=== Provided records ===
+ + +

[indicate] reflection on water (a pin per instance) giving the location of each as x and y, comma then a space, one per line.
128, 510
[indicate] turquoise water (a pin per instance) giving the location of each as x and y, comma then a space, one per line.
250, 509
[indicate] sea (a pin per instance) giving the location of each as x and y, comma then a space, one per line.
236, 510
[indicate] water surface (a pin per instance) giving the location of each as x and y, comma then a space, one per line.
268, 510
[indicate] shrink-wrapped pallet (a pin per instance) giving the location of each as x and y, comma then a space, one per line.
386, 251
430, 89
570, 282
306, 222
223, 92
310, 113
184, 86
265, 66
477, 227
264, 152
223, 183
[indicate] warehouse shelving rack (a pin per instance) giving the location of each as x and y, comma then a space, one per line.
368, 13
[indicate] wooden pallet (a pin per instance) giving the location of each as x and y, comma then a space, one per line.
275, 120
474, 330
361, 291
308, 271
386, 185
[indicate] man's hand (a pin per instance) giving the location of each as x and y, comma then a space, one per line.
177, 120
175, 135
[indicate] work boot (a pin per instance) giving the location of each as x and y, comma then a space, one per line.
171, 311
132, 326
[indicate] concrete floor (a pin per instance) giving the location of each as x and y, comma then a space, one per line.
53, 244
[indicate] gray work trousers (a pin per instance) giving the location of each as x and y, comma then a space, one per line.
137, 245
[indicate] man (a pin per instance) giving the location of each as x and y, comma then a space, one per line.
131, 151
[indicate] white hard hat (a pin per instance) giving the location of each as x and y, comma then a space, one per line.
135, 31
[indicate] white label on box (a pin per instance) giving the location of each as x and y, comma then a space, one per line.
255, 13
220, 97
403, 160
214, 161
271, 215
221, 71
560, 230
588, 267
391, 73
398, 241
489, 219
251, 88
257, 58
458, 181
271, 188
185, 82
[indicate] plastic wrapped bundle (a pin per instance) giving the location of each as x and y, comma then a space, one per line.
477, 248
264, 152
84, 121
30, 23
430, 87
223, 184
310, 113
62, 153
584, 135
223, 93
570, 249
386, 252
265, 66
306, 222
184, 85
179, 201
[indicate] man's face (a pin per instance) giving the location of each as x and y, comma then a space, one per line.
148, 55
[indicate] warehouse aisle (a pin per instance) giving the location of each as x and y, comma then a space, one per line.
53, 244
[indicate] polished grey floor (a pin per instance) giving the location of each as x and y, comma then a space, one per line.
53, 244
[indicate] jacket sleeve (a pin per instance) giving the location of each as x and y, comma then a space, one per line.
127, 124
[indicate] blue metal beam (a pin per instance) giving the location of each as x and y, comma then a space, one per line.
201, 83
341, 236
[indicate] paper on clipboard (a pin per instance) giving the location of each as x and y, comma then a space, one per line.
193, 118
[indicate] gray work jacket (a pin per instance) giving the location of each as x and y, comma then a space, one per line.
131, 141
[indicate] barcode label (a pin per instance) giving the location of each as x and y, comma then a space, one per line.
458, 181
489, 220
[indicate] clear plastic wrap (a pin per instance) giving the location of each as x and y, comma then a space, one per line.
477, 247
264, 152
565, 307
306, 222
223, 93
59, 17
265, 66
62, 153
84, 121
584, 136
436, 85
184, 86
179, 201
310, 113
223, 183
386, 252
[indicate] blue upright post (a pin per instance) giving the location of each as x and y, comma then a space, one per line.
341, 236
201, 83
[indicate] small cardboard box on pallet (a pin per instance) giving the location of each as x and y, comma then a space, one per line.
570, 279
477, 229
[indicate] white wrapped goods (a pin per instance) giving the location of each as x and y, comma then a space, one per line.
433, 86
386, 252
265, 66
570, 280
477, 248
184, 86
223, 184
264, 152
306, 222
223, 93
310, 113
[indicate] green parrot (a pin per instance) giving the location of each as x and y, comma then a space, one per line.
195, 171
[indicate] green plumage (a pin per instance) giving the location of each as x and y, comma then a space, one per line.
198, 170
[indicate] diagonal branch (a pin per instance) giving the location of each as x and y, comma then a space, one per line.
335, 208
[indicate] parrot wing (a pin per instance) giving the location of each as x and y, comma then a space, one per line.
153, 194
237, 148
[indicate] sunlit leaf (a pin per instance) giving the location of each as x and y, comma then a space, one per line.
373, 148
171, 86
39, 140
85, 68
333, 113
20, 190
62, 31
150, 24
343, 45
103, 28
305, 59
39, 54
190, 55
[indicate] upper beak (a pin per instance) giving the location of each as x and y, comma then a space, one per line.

+ + +

Extract each entry in full and write it down exactly.

=== Your response ===
[indicate] reflection on water (a pin per instance) giving the location of each as x and y, comma then a space, one per line.
128, 510
[indicate] turquoise water (a pin per instance) giving the location of each as x and y, comma then a space, one per line.
250, 509
[indicate] sea (a pin per instance) giving the location of each as x and y, comma then a space, one per line.
236, 510
[indicate] water surface (a pin per instance) giving the location of each as x and y, comma then a space, one per line.
268, 510
[indicate] shrink-wrapped pallet (a pin per instance) giving the location of each as x and y, comma then a space, one per line.
386, 251
430, 89
570, 282
306, 222
223, 92
310, 113
184, 86
265, 66
477, 227
264, 152
223, 183
[indicate] warehouse shelving rack (a pin per instance) giving the location of each as x and y, comma then a space, one per line.
368, 13
[indicate] wooden pallet (a pin per instance) giving the location of each as x and y, comma then a space, one per line.
275, 120
474, 330
361, 291
308, 271
386, 185
[indicate] man's hand (a pin per instance) giving the location of each as x and y, comma then a space, one per line.
177, 120
175, 135
[indicate] work boot (a pin per instance) giving the location of each as x and y, comma then a space, one per line.
171, 311
132, 326
[indicate] concrete floor (a pin per instance) giving the location of each as x and y, comma then a space, one per line.
53, 244
[indicate] gray work trousers (a pin per instance) giving the location of each as x and y, comma then a space, one per line.
137, 245
[indicate] man (a pin per instance) giving the location of each as x and y, comma then a space, one per line.
131, 151
[indicate] white hard hat (a pin per instance) giving the location of each as x and y, comma then a space, one per line.
135, 31
[indicate] white label on box (a pin per instance) giving the location of each as x and y, comma then a space, one per line.
255, 13
220, 97
403, 160
214, 161
271, 215
221, 71
560, 230
588, 267
391, 73
398, 241
489, 219
251, 88
257, 58
458, 181
271, 188
185, 82
[indicate] plastic wrapped bundle (a pin per instance) giving the location of each as x and y, comma then a space, one per line.
477, 248
264, 152
84, 121
30, 23
430, 87
223, 184
310, 113
62, 153
584, 135
223, 93
570, 249
386, 252
265, 66
306, 222
184, 85
179, 201
[indicate] man's face (a pin per instance) giving the location of each as x and y, comma then a space, one per line.
148, 55
[indicate] warehouse aisle (a pin per instance) giving the location of each as x and y, comma then a space, one per line.
53, 244
[indicate] polished grey floor (a pin per instance) giving the location of each as x and y, comma then a space, one per line.
53, 244
[indicate] jacket sleeve (a pin per instance) giving the location of each as x and y, comma then a space, one per line.
127, 124
[indicate] blue metal beam (a pin per instance) giving the location of each as x and y, comma then a space, one per line.
201, 83
341, 236
[indicate] paper on clipboard (a pin per instance) giving the location of each as x and y, comma then a space, one per line.
193, 118
[indicate] gray work jacket (a pin per instance) giving the location of each as x and y, comma then a space, one per line.
131, 141
[indicate] barcode label (a pin per instance) giving the location of each as x and y, comma then a space, one per line.
458, 181
489, 220
[indicate] clear plastic wrap (a pin per instance) giving the location of each as x and y, comma then a space, one per line.
477, 247
264, 152
565, 307
306, 222
223, 93
59, 17
265, 66
62, 153
84, 121
584, 136
436, 85
184, 86
179, 201
310, 113
223, 183
386, 252
[indicate] blue upright post (a pin per instance) giving the location of each as x and y, comma then a space, one per line.
341, 236
201, 83
[indicate] small cardboard box on pallet (a pin per instance) giving the location of each as x and y, comma then a space, one per line.
570, 279
477, 229
[indicate] white wrapped goods (a pin per instance) giving the location of each as x and y, comma then a space, one per line.
433, 86
386, 252
265, 66
570, 280
477, 248
184, 86
223, 184
264, 152
306, 222
223, 93
310, 113
[indicate] green parrot (a pin per instance) giving the location of each as x and y, comma then a space, one per line.
195, 171
[indicate] green plumage (a pin per instance) giving the location of each as x and y, comma then a space, one per line.
198, 170
[indicate] diagonal branch (a pin per instance) giving the location of each as x and y, comma then a space, one per line.
335, 208
[indicate] parrot wing (a pin per instance) giving the location of each as x and y, comma then a space, one per line.
153, 194
237, 148
[indicate] sunlit leaf (a pin per instance) giving the location of each as x and y, comma then a space, one per line.
373, 148
171, 86
39, 140
85, 68
333, 113
20, 190
62, 31
150, 24
343, 45
103, 28
305, 59
39, 54
190, 55
[indicate] upper beak (a pin per instance) giving the location of each as x and y, comma then a space, one per line.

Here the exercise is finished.